→ SHORT PROBLEM
Please put the listing's lines into a JSON list of strings, one string per line, with blank lines left out. Begin at the line that has "Visual grounding module — locates where the electrical" and stop after the last line of the listing.

→ Part of a data file
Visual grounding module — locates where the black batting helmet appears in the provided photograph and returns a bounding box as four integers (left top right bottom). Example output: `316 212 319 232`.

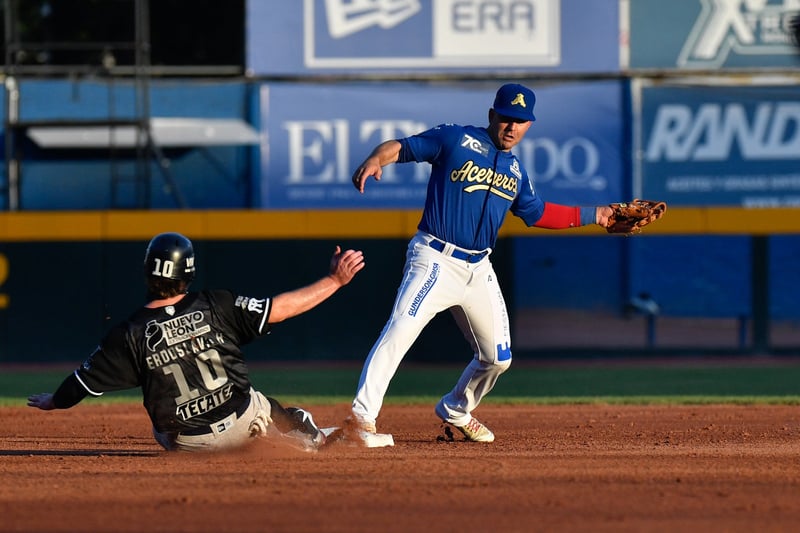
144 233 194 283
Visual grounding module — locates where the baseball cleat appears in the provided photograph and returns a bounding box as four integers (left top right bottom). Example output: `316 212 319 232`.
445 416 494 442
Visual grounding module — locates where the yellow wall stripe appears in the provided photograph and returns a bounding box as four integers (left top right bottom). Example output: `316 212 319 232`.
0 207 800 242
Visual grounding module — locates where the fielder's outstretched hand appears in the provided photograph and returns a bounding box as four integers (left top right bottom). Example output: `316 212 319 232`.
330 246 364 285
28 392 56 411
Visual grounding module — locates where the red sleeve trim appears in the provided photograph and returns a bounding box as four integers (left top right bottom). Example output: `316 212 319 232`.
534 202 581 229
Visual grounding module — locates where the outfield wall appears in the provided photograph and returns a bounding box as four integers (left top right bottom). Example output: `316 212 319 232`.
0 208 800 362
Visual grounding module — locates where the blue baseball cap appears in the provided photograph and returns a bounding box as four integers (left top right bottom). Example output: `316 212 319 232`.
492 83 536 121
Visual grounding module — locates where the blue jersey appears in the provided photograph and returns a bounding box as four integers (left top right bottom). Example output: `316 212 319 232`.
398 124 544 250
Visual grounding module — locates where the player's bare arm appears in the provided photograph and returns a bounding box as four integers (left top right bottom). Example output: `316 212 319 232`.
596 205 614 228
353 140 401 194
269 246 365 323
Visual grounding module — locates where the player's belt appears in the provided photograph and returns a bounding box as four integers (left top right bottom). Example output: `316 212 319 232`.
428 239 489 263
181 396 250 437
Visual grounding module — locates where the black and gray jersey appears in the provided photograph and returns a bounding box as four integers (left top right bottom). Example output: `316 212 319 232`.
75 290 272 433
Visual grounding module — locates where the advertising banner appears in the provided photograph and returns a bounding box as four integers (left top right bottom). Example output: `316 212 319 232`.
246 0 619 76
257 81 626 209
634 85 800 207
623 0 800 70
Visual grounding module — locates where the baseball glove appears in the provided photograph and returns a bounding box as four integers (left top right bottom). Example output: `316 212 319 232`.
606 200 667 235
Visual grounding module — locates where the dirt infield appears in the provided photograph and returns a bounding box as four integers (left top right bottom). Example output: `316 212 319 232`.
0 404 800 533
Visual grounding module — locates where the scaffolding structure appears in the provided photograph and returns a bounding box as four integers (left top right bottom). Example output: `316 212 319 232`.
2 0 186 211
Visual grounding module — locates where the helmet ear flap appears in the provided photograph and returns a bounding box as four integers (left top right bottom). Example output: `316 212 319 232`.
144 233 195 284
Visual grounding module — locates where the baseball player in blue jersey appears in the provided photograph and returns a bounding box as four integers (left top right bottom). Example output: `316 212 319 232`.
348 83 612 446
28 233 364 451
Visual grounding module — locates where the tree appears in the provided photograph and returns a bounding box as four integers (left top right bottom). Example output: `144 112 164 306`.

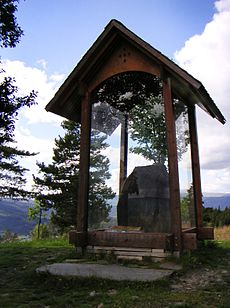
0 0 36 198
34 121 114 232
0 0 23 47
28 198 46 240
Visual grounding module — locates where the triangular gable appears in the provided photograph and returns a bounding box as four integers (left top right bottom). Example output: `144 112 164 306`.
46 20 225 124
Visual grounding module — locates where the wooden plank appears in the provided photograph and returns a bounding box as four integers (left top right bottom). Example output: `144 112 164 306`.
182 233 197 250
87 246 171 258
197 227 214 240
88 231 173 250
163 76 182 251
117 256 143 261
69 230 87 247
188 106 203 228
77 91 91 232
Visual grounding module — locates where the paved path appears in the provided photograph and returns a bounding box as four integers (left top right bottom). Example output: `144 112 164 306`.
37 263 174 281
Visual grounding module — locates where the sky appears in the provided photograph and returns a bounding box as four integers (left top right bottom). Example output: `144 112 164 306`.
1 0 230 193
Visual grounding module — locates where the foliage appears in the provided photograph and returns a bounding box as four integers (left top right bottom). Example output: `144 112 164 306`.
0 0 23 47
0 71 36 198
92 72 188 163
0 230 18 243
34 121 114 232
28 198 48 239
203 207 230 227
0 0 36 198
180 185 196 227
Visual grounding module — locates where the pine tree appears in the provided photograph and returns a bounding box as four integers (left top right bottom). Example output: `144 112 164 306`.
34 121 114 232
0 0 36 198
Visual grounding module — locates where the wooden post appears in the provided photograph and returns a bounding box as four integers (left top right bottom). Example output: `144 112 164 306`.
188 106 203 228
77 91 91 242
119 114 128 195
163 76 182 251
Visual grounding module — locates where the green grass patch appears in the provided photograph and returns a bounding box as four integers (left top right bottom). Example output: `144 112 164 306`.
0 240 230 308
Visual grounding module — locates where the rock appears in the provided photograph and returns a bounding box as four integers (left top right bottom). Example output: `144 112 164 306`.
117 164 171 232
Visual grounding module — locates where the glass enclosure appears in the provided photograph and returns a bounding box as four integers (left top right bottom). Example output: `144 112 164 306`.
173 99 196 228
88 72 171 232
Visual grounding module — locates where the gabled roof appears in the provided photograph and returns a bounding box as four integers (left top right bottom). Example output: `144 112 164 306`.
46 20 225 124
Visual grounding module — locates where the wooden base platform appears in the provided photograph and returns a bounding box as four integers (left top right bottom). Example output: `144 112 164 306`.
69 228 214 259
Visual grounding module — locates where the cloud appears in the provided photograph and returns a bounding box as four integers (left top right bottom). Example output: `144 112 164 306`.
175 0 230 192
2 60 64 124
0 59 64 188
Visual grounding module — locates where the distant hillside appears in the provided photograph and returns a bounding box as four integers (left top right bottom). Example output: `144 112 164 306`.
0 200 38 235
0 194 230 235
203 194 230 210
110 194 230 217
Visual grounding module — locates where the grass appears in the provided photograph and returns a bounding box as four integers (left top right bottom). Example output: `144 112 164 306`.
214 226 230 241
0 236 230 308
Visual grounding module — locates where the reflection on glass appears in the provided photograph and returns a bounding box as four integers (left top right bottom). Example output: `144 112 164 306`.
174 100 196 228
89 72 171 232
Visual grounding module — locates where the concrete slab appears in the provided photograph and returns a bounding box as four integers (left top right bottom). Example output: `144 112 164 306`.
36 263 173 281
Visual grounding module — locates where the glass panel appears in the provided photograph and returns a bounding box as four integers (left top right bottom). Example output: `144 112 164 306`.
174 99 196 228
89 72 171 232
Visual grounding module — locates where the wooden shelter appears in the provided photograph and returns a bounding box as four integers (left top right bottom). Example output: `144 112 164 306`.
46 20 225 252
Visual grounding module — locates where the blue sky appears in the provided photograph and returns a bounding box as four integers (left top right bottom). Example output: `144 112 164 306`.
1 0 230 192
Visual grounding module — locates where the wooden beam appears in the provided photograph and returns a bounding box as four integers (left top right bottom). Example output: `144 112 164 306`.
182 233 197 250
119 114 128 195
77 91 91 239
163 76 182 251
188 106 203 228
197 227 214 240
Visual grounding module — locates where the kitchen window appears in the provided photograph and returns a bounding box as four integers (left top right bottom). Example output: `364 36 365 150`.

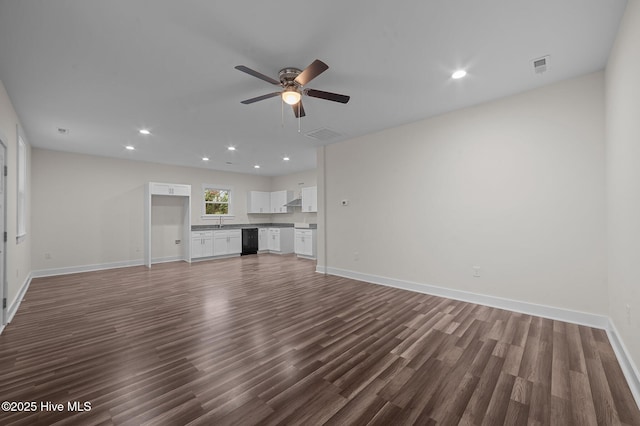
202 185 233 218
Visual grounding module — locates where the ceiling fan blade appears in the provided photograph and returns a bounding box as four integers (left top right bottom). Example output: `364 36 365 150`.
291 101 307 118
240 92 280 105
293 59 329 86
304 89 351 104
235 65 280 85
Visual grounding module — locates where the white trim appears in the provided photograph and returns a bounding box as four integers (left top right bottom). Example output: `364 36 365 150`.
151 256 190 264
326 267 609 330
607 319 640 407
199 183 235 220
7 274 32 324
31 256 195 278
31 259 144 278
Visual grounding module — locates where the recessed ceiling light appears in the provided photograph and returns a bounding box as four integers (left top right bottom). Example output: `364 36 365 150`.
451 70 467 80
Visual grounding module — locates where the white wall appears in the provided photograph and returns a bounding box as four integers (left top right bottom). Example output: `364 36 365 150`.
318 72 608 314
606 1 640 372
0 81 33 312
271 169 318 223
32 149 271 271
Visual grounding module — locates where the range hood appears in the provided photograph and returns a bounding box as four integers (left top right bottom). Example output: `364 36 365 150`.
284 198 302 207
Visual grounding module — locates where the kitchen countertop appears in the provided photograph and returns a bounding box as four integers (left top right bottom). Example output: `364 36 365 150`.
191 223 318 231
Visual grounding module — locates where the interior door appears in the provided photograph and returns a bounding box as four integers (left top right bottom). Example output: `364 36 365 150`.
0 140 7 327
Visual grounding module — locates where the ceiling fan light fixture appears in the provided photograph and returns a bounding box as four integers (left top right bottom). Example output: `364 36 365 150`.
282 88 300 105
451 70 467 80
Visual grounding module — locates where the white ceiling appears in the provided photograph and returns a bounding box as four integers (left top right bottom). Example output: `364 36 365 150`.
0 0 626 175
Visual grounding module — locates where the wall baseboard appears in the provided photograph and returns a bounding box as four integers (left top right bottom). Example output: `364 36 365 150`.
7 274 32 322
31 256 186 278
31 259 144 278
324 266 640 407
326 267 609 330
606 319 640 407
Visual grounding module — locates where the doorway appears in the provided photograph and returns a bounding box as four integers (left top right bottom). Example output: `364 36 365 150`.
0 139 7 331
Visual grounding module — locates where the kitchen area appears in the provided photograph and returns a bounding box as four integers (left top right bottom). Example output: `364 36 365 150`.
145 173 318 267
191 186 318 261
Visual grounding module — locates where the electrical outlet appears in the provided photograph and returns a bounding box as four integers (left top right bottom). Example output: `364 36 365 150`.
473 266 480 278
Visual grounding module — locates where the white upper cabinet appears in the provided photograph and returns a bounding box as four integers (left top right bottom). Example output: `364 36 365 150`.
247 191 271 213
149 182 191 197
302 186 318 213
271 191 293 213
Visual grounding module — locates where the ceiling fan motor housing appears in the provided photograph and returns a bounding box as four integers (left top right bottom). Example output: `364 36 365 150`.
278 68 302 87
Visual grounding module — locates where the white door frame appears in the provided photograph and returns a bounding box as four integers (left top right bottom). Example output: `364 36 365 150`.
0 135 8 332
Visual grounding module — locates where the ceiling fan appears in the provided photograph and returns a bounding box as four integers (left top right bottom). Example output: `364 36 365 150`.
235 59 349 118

→ TASK SOLUTION
[
  "Visual grounding module — locates where the electrical outlet appears in the provided photograph and returns a bounding box as four integers (left top right bottom). Example output: `364 36 365 150`.",
  "473 266 480 278",
  "Visual grounding module — locates where the white upper cabinet appears in the provided photograph and returns a bounding box as four integers (left top right bottom). Example output: `364 36 365 150`.",
  "247 191 271 213",
  "149 182 191 197",
  "302 186 318 213",
  "271 191 293 213",
  "Visual grounding module — locates where the ceiling fan motor housing appears in the provided photograph and returns a bounding box as four integers (left top right bottom). Example output: `364 36 365 150`.",
  "278 68 302 87",
  "Visual grounding module — locates where the white door frame appears in the provided photograph and returns a bounding box as four integers (left top right bottom). Example output: `364 36 365 150`.",
  "0 135 8 332",
  "Visual grounding module — locates where the ceiling fan appears in the provided photograph and returns a bounding box as four integers (left top right bottom). Example output: `364 36 365 150`.",
  "235 59 349 118"
]